> _Your goal_
Every line of the data must be retyped exactly as it stands.
════════════════
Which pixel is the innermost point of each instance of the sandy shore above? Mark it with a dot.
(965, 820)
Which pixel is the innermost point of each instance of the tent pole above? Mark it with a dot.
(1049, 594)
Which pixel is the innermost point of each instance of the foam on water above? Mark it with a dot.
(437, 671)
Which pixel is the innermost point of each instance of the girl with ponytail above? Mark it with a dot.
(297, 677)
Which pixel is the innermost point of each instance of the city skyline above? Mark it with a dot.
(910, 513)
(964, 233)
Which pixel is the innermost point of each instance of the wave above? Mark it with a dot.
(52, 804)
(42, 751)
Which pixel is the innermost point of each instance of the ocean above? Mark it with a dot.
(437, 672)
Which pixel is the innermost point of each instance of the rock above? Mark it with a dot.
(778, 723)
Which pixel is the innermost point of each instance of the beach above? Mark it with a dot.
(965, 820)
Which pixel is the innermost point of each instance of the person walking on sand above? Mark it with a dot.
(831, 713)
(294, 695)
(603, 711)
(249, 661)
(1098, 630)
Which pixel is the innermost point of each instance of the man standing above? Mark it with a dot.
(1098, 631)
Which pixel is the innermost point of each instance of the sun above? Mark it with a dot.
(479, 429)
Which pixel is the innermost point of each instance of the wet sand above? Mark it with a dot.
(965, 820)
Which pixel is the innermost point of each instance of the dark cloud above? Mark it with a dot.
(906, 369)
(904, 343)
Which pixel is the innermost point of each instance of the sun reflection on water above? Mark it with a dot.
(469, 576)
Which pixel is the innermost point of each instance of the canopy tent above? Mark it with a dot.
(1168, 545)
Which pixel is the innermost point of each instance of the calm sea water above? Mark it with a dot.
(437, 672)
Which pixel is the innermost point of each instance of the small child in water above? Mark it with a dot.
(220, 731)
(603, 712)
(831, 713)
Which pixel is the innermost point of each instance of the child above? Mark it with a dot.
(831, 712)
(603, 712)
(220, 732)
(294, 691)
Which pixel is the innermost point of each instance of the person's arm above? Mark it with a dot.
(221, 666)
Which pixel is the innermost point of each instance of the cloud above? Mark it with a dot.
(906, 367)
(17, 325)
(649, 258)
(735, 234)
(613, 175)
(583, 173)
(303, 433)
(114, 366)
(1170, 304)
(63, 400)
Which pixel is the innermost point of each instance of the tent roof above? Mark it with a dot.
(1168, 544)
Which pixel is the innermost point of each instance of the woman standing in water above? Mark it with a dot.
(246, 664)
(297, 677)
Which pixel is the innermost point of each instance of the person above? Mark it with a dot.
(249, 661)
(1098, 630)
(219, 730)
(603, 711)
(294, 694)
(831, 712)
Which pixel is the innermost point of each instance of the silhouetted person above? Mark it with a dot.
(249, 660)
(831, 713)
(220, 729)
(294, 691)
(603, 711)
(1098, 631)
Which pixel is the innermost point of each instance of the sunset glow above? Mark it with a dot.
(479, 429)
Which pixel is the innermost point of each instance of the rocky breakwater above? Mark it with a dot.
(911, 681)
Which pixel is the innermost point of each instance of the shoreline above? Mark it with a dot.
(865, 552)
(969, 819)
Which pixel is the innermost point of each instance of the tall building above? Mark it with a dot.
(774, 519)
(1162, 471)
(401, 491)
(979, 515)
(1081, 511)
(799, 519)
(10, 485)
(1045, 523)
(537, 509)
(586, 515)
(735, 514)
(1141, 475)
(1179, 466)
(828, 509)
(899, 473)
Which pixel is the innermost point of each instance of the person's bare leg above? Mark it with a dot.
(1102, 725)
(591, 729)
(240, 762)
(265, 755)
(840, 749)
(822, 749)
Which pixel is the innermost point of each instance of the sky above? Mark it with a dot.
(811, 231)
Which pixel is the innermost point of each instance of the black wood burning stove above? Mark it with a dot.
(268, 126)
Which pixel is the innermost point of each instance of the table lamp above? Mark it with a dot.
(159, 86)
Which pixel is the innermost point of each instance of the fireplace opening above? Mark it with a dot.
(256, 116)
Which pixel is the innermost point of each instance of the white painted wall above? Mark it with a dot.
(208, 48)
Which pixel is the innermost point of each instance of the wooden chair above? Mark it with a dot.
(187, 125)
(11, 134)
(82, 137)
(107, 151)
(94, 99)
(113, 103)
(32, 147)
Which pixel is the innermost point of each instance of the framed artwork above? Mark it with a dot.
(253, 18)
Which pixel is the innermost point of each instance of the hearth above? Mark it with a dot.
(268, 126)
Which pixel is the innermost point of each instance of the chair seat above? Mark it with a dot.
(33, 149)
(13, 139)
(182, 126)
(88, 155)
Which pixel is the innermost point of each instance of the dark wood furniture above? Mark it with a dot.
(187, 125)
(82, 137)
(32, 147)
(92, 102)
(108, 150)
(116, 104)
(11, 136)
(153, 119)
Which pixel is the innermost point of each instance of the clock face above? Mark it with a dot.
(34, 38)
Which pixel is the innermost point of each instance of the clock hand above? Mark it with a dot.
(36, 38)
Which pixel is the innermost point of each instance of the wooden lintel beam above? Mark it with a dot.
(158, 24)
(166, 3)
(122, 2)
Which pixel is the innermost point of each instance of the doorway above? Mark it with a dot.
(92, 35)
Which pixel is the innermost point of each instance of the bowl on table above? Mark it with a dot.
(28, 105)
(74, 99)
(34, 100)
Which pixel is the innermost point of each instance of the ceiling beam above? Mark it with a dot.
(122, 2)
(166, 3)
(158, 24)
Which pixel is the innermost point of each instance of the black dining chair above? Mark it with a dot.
════════════════
> _Reply to the exercise_
Which pixel is the innermost point of each instance of the sandy shore above? Mark it with a dot.
(965, 820)
Which pixel is the innermost point of each instance of the tent pole above? Mark it with a dot.
(1049, 594)
Which pixel is the innermost point of each instance of the foam on water above? Mark it with a dot.
(437, 671)
Which pixel is the innermost point of each instance of the girl with ponytail above? Mark it with a dot.
(297, 677)
Which pixel is the innermost point of each instance of the city skyline above? Mark it with a dot.
(910, 513)
(964, 233)
Which pixel is the innermost point of each instance of the wave above? Mark it with a dot.
(52, 804)
(42, 751)
Which pixel is the innermost point of each instance of the ocean above? Mark it with a dot.
(437, 672)
Which pixel is the innermost point of each instance of the rock above? Mark it with a dot.
(778, 723)
Which pixel is the innermost point of each instance of the beach above? Mark it with a dot.
(965, 820)
Which pixel is the innermost point of each instance of the person walking on sand above? Mark it with a dot.
(831, 713)
(294, 695)
(603, 711)
(249, 661)
(1098, 630)
Which pixel is the innermost point of each instance of the man standing above? Mark it with a dot.
(1098, 631)
Which pixel is the innermost point of each instance of the sun above? Mark it with a dot.
(479, 429)
Which pixel is the innermost point of each instance of the wet sand above? Mark it with a dot.
(965, 820)
Which pixel is the innermost point of each instance of the dark cloud above? Mark it with a dot.
(906, 369)
(904, 343)
Which pixel is the innermost point of each instance of the sun reflection on water above? Mark it with a dot.
(469, 576)
Which pixel is the innermost point of each instance of the canopy tent above? Mark it with a dot.
(1168, 545)
Which pixel is the innermost point of each instance of the calm sea water above? Mark it with a dot.
(437, 672)
Which pixel is the innermost point of each instance of the small child in water above? Mark it with a dot.
(220, 731)
(603, 712)
(831, 713)
Which pixel is the innermost point of each instance of the child above? Mark it with a dot.
(831, 712)
(603, 712)
(220, 732)
(294, 691)
Which pixel is the innermost point of each instance of the person's arm above? Mark it with a dot.
(221, 666)
Which pixel is the innermost point of each instance of the cloud above? Mark it with a dot.
(906, 367)
(17, 325)
(649, 258)
(735, 234)
(613, 175)
(583, 173)
(303, 433)
(114, 366)
(1170, 304)
(63, 400)
Which pixel is the innermost point of each instance of the tent roof above? Mark it with a dot.
(1168, 544)
Which pixel is the innermost point of each instance of the woman standing in water above? Mark it with a dot.
(246, 664)
(297, 677)
Which pixel is the innermost point of each instance of the person above? Mark it with a dot.
(249, 661)
(1098, 630)
(219, 730)
(603, 711)
(294, 694)
(831, 712)
Which pixel is the innermost point of each instance of the silhouetted person above? Mark it with a dot.
(249, 660)
(831, 713)
(220, 729)
(294, 691)
(603, 711)
(1098, 631)
Which pixel is the innermost point of each instance of the sunset glow above? Mark it with a dot.
(479, 429)
Which pixel is the innermost point of each instance of the rocky breakwater above? Mark it with a dot.
(911, 681)
Which pixel is the innermost point of each instance of the shoreline above? Mark it with a dot.
(865, 552)
(969, 819)
Which pixel is the innermost point of each instance of the tall building above? Mark it with a dot.
(774, 519)
(1162, 471)
(401, 491)
(979, 515)
(1081, 511)
(799, 519)
(10, 485)
(1045, 523)
(537, 509)
(586, 515)
(735, 514)
(1141, 475)
(1179, 466)
(828, 509)
(899, 473)
Which pixel is the innermost point of each instance of the person's bare leg above? Mark it with a dot.
(1102, 725)
(591, 729)
(240, 762)
(265, 755)
(840, 749)
(822, 749)
Which pixel is the innermost point of each instance of the sky above? Mark it with a dot.
(811, 231)
Which pixel is the innermost point of each instance of the black wood burning stove above? Mark it with a dot.
(268, 126)
Which pixel is the innermost point of each instance of the table lamp above? Mark it with a dot.
(159, 86)
Which pixel is the innermost point of each instance of the fireplace opening above? Mark it with a dot.
(256, 116)
Which pixel is the innermost point of each instance of the white painted wall above? Mark it with a dot.
(208, 48)
Which pixel is the innermost point of each instance of the wooden chair above? Mark it with a dot.
(187, 125)
(11, 134)
(82, 137)
(107, 151)
(94, 99)
(113, 103)
(32, 147)
Which pixel is the innermost point of each instance of the framed artwork above? Mark it with a dot.
(253, 18)
Which pixel is the innermost point of each instance of the hearth above? Mark it with a dot.
(268, 126)
Which pixel is the innermost point of each instance of the chair seat above? Mark it with a dot.
(33, 149)
(13, 139)
(182, 126)
(88, 155)
Which pixel is the innermost point of each instance of the dark wood furniture above? Mark it with a dot.
(187, 125)
(82, 137)
(32, 147)
(92, 102)
(108, 150)
(116, 104)
(11, 136)
(153, 119)
Which pixel is the innermost point of each instance of the clock face above? Mark it with a dot.
(34, 38)
Which pixel is the innermost point of each instance of the clock hand above? Mark it with a dot.
(36, 38)
Which pixel is the innermost point of each instance of the wooden lintel beam above? Mark it with a dot.
(158, 24)
(166, 3)
(122, 2)
Which pixel is the innermost point of each instance of the doorway above? Mark it with a dot.
(92, 35)
Which pixel is the innermost point of each instance of the bowl on table above? Mark it with a dot.
(28, 105)
(74, 99)
(34, 100)
Which pixel is the innermost point of each instance of the ceiling beam above? Mark it with a dot.
(122, 2)
(166, 3)
(158, 24)
Which pixel is the innermost point of each instance of the black dining chair above? Mark it with a dot.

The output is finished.